_WHAT TO DO_. Starting at the beginning of the rows and ending at the line containing "189 140 278 147", write those lines out again in full, requests included, with 26 added to each bounding box coordinate in the answers.
--------
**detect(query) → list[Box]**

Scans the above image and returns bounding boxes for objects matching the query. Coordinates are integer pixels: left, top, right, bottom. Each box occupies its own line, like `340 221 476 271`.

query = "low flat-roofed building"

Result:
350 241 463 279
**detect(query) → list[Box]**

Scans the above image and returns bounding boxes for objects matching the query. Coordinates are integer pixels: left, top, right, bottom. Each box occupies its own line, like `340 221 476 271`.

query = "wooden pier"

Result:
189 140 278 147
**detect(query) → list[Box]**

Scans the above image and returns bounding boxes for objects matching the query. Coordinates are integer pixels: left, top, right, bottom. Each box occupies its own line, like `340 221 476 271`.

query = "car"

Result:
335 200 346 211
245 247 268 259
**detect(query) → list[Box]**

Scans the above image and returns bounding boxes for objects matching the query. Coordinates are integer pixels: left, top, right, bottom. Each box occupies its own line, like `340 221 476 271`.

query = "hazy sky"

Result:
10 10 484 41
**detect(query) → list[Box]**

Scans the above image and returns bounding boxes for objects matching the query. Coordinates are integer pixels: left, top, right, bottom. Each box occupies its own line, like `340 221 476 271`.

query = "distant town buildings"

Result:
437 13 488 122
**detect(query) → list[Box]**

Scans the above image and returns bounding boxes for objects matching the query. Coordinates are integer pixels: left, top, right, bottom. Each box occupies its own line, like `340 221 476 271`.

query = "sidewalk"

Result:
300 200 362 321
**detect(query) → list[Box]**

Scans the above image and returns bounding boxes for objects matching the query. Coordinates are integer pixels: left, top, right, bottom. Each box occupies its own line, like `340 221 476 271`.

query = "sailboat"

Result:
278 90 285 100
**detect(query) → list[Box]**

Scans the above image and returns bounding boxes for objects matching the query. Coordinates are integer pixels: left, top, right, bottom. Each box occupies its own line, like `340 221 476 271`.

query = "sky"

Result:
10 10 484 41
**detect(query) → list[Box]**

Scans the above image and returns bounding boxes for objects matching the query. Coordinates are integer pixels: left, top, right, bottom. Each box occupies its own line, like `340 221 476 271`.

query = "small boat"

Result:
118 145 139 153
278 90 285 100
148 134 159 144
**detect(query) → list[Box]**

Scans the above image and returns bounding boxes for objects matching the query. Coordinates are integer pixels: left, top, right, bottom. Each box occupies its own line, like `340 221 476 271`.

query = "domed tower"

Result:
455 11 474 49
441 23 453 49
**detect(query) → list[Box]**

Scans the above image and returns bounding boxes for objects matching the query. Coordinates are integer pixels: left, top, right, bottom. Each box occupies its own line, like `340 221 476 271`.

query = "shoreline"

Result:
--------
_RESULT OF THE TASK_.
**detect(query) → list[Box]**

Scans the above image and returns bounding boxes for objects matching the query. Coordinates are integer pixels: left, top, right, bottom. Each box occupies its own line, like `340 221 476 271`.

query = "low flat-roofed building"

Result:
376 267 489 305
**detect(query) → list[Box]**

Scans the above image and returns bounding boxes for objects matching the query. Coordinates are integer pixels: left, top, right, bottom. Each box occupies its own line, like `340 221 476 271`.

query = "wooden pier"

Result:
215 166 304 173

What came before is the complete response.